TASK LIST:
a – In the article about resident assistants, what are the areas in which the R.A.s plan and implement programs?
b – Can you extend the article about resident assistants by a few paragraphs, picking up after its final quoted sentence?

PASSAGE:
=== Begin Enclosure ===

Resident Aundria Gregg reads a children’s book she donated with Vista R.A. Megan Wammack at an R.A. program in the Vista lounge Sept. 23. Students participated in a book drive for children, learned about the Academic Success Center from a tutor, and bowled for a free acai bowl from Bowl of Heaven. / photo by Sarah Vander Zon

Lauren Harchut
Staff Writer

Once again the University has selected a group of fun, friendly and passionate students to watch over the dorms.

Every year, ULV’s Student Housing and Residential Education program selects a handful of students to work as resident assistants, who supervise each hall and serve as peer leaders to their residents.

Being compensated with room and board may make the job appealing, but there are many goals and guidelines the students are encouraged to follow and meet, just like any other job.

“Throughout the year, the R.A.s participate in a duty rotation for monitoring the halls and responding to crisis situations and all other emergencies,” Resident Life Coordinator Lisa Lester said.

“They also plan and implement programs in the areas of community development, academic success, diversity, health and wellness, career and personal development, and civic engagement. And lastly, but most importantly, they work to create a safe and welcoming community for their residents and are often the first line of support to residents who need assistance.”

=== End Enclosure ===

Point-per-instance localization data:
=== Begin Enclosure ===

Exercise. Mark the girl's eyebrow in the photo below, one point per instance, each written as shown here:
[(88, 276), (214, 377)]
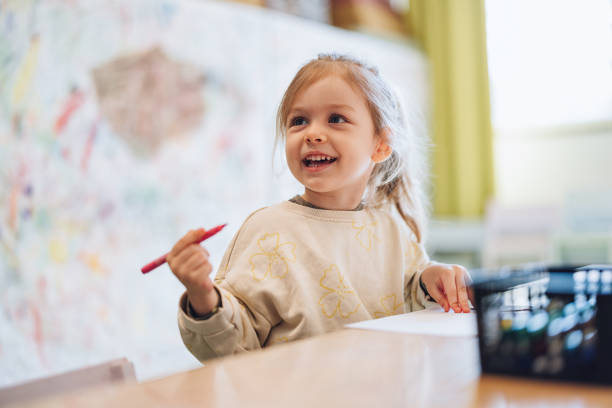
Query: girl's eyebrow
[(300, 109)]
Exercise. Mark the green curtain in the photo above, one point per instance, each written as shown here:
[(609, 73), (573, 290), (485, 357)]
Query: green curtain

=== End Enclosure ===

OUTPUTS FOR THE TASKS:
a –
- Community development
- Academic success
- Diversity
- Health and wellness
- Career and personal development
- Civic engagement

b –
In order to become an R.A., students must attend an intense month-long training, be enrolled as a full-time student, remain in good judicial standing and maintain a 2.5 cumulative and semester GPA.

“The month consists of extreme team bonding, learning policy, as well as leadership skills, and social awareness,” Stu-Han resident assistant and junior communications major Emily Burchett said. “We go through mental health training, CPR certification, first-aid training, safe zone and other certifications.”

The ULV R.A.s also prepare programs during training to help build close relationships with their residents.

“I have held a number of different programs including ‘Agents of K,’ where I encouraged residents to do random acts of kindness on and off campus and have them encourage others to do the same,” Burchett said. “I did a program where we talked about the health benefits of laughter and then watched funny YouTube videos that made us laugh and extend our lives.”

Brandt Hall R.A. and junior psychology major Elias Maldonado thinks they are getting positive recognition from residents because of how well the R.A.s get along and work together.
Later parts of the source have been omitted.